Exercise brief>
Count the lines in the records below that contain the string "position", matching case exactly, and give only the number.

======== Data rows ========

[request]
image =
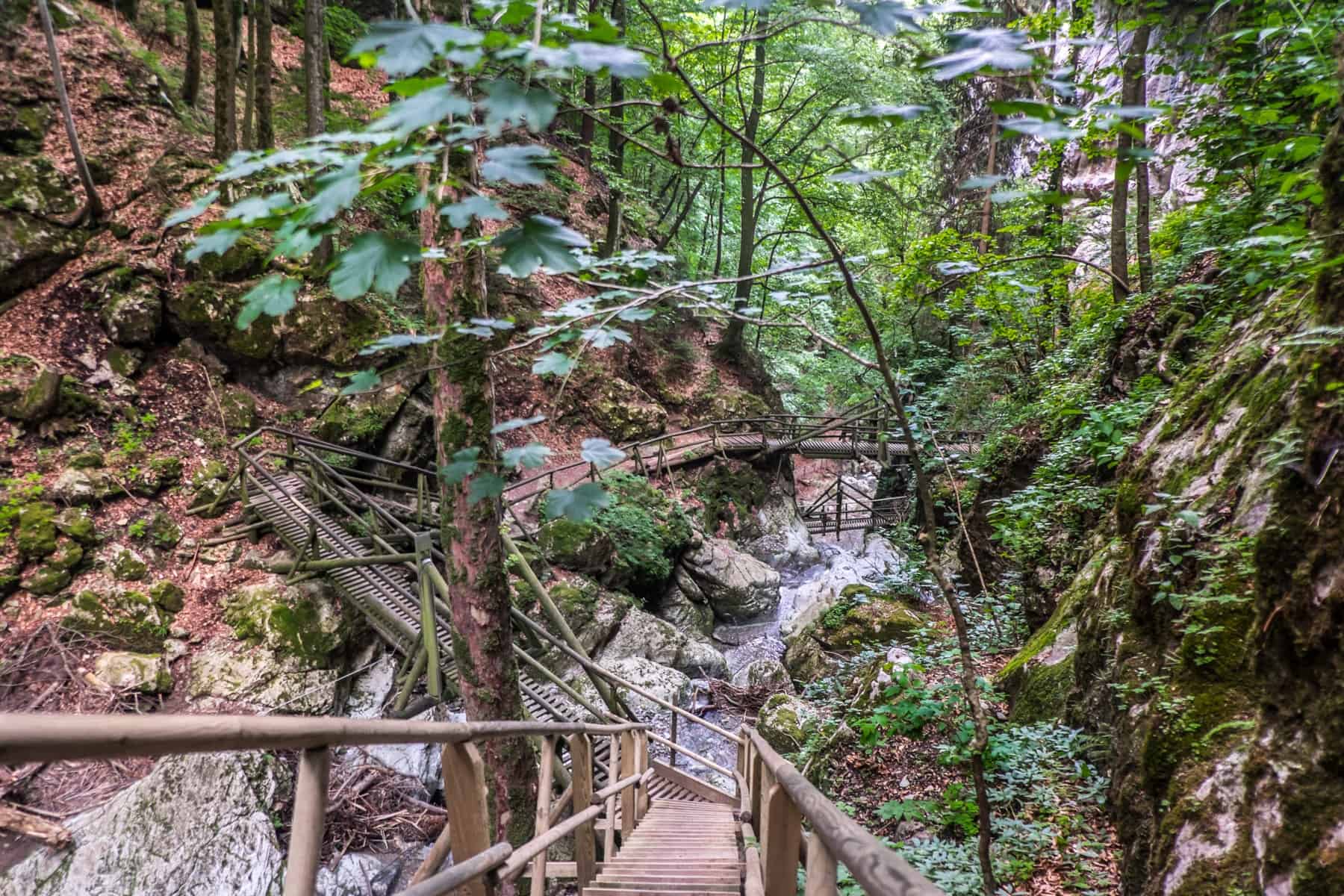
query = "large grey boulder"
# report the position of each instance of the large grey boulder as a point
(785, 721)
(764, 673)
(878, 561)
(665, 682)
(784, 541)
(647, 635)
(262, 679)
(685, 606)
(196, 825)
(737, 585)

========
======== Data rows ========

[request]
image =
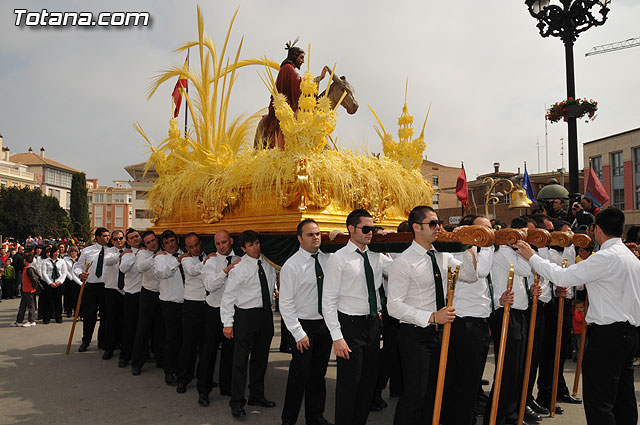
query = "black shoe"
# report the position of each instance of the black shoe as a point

========
======== Data rows ========

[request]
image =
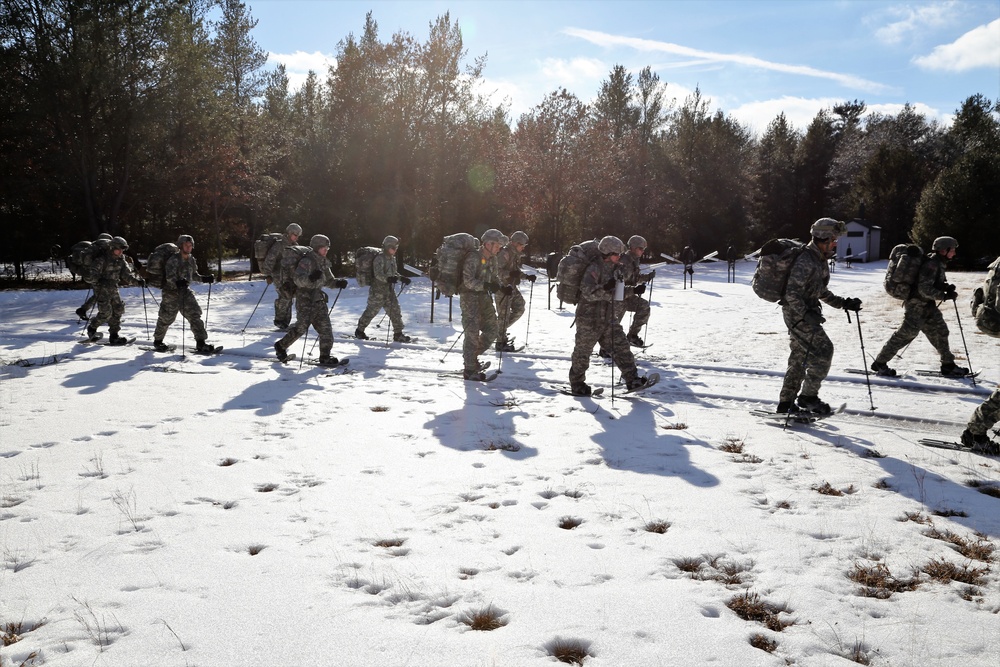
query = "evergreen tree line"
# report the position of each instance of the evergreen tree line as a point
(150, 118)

========

Answer>
3